Exercise instructions
Copy every line of the data below word for word, changing nothing.
───── Records for the exercise
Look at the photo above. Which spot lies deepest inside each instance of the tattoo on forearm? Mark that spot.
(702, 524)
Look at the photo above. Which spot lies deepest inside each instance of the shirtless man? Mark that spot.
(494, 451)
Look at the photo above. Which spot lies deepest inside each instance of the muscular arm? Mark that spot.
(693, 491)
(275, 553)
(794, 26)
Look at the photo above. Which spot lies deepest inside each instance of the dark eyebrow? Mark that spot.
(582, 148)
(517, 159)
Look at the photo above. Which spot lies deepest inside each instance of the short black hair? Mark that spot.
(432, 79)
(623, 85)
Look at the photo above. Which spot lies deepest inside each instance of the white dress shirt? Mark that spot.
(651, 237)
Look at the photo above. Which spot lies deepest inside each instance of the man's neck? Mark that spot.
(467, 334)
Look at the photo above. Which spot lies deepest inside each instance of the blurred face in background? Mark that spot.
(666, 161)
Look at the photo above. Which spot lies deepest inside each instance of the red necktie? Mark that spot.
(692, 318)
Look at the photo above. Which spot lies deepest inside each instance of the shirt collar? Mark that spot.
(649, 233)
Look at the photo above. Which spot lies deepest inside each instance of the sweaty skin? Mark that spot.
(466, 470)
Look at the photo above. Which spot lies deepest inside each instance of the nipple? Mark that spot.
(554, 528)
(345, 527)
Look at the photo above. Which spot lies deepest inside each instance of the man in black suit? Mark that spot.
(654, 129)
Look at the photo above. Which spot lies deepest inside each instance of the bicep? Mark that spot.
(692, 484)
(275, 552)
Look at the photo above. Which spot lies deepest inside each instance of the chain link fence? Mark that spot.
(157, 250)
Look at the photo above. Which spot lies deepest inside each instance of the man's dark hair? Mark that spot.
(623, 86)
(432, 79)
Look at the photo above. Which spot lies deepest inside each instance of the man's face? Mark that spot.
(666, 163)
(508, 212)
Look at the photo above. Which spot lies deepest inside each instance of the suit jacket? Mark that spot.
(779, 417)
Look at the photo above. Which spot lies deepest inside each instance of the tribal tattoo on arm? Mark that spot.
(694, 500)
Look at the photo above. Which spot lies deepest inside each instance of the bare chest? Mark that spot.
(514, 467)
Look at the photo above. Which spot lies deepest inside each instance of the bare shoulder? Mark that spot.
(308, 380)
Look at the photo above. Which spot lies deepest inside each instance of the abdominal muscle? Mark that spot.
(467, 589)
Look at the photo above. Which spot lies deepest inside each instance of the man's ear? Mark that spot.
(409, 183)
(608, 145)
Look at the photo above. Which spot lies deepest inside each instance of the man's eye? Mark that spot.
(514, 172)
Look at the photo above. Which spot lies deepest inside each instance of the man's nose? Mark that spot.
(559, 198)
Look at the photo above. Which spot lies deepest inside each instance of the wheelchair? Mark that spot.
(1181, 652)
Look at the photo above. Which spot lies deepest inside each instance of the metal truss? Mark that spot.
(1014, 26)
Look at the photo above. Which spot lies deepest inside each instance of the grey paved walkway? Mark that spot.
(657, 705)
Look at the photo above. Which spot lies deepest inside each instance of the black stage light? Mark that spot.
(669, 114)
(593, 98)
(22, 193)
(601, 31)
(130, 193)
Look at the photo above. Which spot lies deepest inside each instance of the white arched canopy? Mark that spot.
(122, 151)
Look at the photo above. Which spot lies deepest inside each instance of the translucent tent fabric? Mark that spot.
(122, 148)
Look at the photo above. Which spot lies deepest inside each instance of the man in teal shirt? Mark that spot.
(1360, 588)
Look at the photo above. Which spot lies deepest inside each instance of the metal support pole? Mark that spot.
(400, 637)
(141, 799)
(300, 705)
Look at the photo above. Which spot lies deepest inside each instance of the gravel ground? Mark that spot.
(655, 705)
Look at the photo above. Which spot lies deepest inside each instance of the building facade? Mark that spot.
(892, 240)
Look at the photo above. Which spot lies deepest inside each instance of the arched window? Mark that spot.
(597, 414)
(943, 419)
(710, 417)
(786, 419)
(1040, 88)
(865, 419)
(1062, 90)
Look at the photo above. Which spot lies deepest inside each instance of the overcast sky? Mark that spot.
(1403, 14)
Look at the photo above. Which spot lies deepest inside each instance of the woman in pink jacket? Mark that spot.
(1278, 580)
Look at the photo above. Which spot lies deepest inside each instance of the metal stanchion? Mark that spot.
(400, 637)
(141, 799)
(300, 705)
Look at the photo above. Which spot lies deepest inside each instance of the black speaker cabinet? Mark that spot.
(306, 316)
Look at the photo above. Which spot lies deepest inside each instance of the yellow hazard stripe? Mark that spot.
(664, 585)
──────────
Expected answer
Look at the photo above. Which spot lies deepest inside each instance of the tattoo on forearm? Mark that spot.
(702, 524)
Look at the photo above. Which spot lies deepest inside each instance of the shirtless man? Mark that spot.
(494, 451)
Look at the photo above. Which spot lies deepest inside each instance of the muscular arm? Mark that spot.
(693, 491)
(275, 553)
(794, 26)
Look at the photo above. Which spot lies deepest inside each instance of the dark eyebrow? Mark that spot.
(582, 148)
(517, 159)
Look at the photo above. Which spot lies deepest inside each instance of the short black hair? Mark that spot.
(432, 79)
(623, 85)
Look at the photo above. Which spot lies deepest inside each instance of the white dress shirt? Mark that spot.
(651, 237)
Look at the photo above. Which spot lies deepest inside each instance of the man's neck? Mark that spot.
(467, 334)
Look at the photo above. Which spot lies deepest inside each instance of the blurred face in background? Mark that spot.
(666, 161)
Look at the photo above. Which spot lies deepest inside each instance of the red necktie? Mark that spot.
(692, 318)
Look at the photo above. Which spot lies deepest inside each instance of the shirt collar? Mark that spot.
(649, 233)
Look at the photo above. Which spot lies deepest inside each instance of the sweaty skin? Mark that spot.
(466, 470)
Look at the photo above. Which spot lies deepest inside each instance of the nipple? Mark that spot.
(554, 528)
(345, 527)
Look at the photo above. Which spot lies deepest inside each instance of the man in black suit? Mark that spot.
(654, 129)
Look at the photo above. Which spot lies deepest inside each instance of the bicep? Mark that spot.
(692, 484)
(275, 552)
Look at the photo above. Which spot lies deepest inside each instance of the chain link fence? Mark that spot.
(157, 250)
Look at the photo above. Which spot lies deepest inside each instance of the man's dark hair? Mark that spot.
(623, 86)
(432, 79)
Look at the photo above. Which spot lies deepest inside each instance of the man's face? Mark that spot.
(666, 163)
(508, 212)
Look at the photo above. Which spot lies deepest inside each instance of the suit jacket? Mark that spot.
(779, 417)
Look at the photo above. Which spot lies deepest inside each instance of the tribal tattoo on arm? Mark that spot.
(694, 500)
Look at the photo above. Which spot lies deepest inside each instance of the bare chest? Mark that spot.
(514, 467)
Look at the photo above. Which spot lies deepest inside each instance of the bare shoulder? Mark that spot.
(308, 380)
Look at the photo above. Which spot lies deepest inside each instance of the abdominal muscle? Mark that spot.
(467, 589)
Look at the photo above. Which spot lies deepest inside each instance of the man's ear? Mark that spot.
(409, 183)
(608, 145)
Look at the photo above. Which spot lies deepest inside each instance of the man's eye? Mark that spot.
(514, 172)
Look at the photo above. Which spot lies deepest inside each instance of the man's nose? Mark that spot.
(559, 198)
Look at the photo above. Which spot lies deepest inside each instance of the wheelchair? Mark that spot.
(1181, 652)
Look at the photo above. Which spot lies deepest inside each instance of the metal truss? Mark that spot.
(1014, 26)
Look at the photo above. Which spot lies deepest inside each instance of the grey paved walkway? Mark that spot.
(657, 705)
Look at the photo above. Which spot lies deepest inside each instance of the black stage light? Mark that spot.
(669, 114)
(593, 98)
(22, 193)
(601, 31)
(130, 193)
Look at the photo above. Which spot lies deepest inside each instance of the white arched canopy? Mark that spot.
(122, 151)
Look at the photo above. Which spot lies deepest inside each instance of the translucent tent fabric? Mark that spot.
(122, 148)
Look at the photo above. Which spot lies deepest inside each instance of the man in teal shirt? Mark that spot.
(1360, 588)
Look at the photo above. Which spot lies deepest inside each instance of the metal support pole? Mark that spot.
(400, 637)
(141, 799)
(300, 705)
Look at the photo above. Which spot lies deepest inside each instance of the gravel ground? Mark that spot.
(655, 705)
Look at the photo above. Which spot lies deepest inside each instance of the building facade? Mark that spot.
(892, 240)
Look at the photo above. Which spot lies deepest inside each instance of the arched window? Mark that spot.
(597, 414)
(943, 419)
(710, 417)
(786, 419)
(1040, 88)
(865, 419)
(1062, 90)
Look at the photo above. Which spot lies deepest inside each instance of the overcast sky? Mark that spot.
(1403, 14)
Look at the photo above. Which spot lies deepest inside each instance of the woman in pink jacket? Mark that spot.
(1278, 580)
Look at the photo above. Which spot lies deepest inside each instance of the metal stanchion? Mark that spot.
(400, 637)
(141, 799)
(300, 705)
Look at the photo above. Which spot lies deepest inside each instance of the black speaker cabinet? Mark that spot.
(306, 316)
Look at the photo above. Which spot lies deepest inside each instance of the yellow hazard stripe? Mark that spot.
(664, 585)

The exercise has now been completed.